### SHORT PROBLEM
Can you copy out the stretch of entries from the line containing "Practice. Pick out the string" through the end of the entries, shifting every coordinate in the answers up by 27 and keeping every other line unchanged?

-- begin WORKING DATA --

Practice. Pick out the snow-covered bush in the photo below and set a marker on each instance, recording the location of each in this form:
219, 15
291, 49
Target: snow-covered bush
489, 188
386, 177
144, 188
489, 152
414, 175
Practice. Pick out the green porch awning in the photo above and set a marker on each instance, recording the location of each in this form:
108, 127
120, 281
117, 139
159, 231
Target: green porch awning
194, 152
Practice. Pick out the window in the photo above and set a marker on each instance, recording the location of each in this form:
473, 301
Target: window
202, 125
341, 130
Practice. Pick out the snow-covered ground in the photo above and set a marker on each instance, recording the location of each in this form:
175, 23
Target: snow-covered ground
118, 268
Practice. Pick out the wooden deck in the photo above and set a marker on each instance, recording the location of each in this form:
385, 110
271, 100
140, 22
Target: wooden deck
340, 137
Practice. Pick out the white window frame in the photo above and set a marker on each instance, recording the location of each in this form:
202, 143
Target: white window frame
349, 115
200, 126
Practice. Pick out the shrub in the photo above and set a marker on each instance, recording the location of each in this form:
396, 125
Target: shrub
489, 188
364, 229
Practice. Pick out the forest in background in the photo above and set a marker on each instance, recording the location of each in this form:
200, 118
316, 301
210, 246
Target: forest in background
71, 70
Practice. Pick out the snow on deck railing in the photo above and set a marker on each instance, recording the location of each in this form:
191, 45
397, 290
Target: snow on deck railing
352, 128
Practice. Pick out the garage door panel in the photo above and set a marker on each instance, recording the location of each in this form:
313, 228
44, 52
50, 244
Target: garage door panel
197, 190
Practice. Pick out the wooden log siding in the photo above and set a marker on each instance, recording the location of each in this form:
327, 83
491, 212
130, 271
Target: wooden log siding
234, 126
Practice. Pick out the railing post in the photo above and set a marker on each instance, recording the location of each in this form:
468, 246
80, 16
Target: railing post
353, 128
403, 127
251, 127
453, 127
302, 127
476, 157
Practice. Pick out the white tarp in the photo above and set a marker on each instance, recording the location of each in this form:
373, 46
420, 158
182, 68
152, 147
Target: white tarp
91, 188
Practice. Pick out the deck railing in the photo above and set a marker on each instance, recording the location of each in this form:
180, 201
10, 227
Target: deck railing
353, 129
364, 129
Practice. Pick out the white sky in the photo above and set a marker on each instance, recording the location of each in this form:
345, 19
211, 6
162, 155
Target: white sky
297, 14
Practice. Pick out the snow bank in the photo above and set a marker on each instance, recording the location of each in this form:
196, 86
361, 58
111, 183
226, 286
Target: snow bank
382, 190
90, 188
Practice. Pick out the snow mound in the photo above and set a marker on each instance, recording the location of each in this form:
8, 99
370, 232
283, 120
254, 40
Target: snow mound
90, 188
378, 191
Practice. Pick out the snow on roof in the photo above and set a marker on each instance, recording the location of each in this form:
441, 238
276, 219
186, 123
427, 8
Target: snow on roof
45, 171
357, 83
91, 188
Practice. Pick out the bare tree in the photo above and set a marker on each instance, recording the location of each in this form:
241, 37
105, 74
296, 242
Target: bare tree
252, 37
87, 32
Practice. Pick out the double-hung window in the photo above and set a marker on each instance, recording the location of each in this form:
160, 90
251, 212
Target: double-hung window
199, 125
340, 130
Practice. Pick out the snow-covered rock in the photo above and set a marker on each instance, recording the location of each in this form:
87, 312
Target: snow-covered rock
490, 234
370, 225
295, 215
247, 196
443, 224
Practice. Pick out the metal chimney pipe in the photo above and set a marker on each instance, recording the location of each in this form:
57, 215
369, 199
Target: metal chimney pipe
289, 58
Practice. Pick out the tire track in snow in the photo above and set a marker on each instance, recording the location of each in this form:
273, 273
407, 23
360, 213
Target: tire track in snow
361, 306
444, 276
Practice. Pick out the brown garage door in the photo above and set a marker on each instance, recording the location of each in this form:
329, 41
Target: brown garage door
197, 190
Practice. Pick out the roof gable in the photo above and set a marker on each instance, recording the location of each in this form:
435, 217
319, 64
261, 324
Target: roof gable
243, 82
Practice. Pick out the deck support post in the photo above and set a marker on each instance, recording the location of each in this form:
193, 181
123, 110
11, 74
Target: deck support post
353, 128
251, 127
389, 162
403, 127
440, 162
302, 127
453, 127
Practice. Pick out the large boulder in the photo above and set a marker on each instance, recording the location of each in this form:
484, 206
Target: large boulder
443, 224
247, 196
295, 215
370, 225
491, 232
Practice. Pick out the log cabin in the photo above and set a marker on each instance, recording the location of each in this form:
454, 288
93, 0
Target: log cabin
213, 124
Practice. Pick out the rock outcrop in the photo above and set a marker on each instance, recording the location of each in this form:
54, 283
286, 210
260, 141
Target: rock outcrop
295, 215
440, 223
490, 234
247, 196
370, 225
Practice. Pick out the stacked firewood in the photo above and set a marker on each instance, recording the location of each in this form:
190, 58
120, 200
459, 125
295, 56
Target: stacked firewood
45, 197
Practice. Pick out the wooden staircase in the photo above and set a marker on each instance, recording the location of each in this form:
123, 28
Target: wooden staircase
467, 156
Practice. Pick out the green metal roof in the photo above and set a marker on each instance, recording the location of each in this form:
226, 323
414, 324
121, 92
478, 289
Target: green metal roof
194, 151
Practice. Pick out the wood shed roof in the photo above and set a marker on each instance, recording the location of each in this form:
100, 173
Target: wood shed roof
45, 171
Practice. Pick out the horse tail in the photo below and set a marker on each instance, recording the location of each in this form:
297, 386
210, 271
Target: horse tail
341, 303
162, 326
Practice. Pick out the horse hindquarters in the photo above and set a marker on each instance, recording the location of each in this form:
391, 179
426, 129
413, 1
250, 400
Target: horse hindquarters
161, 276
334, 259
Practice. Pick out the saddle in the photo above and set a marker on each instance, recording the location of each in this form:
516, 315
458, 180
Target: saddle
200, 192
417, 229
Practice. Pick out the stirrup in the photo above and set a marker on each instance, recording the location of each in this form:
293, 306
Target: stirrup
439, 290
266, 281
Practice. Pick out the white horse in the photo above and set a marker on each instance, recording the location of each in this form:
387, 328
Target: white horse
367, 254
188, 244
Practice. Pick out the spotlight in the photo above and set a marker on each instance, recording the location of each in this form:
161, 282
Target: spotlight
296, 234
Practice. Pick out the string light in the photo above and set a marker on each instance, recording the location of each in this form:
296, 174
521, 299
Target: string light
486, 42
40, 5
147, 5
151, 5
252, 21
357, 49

-- end WORKING DATA --

### FULL RESPONSE
Practice. Pick out the string light in the photo above and set a marker on each instance, recording the location of each in this form:
296, 174
521, 299
Target: string light
513, 69
67, 32
174, 32
178, 32
279, 48
384, 76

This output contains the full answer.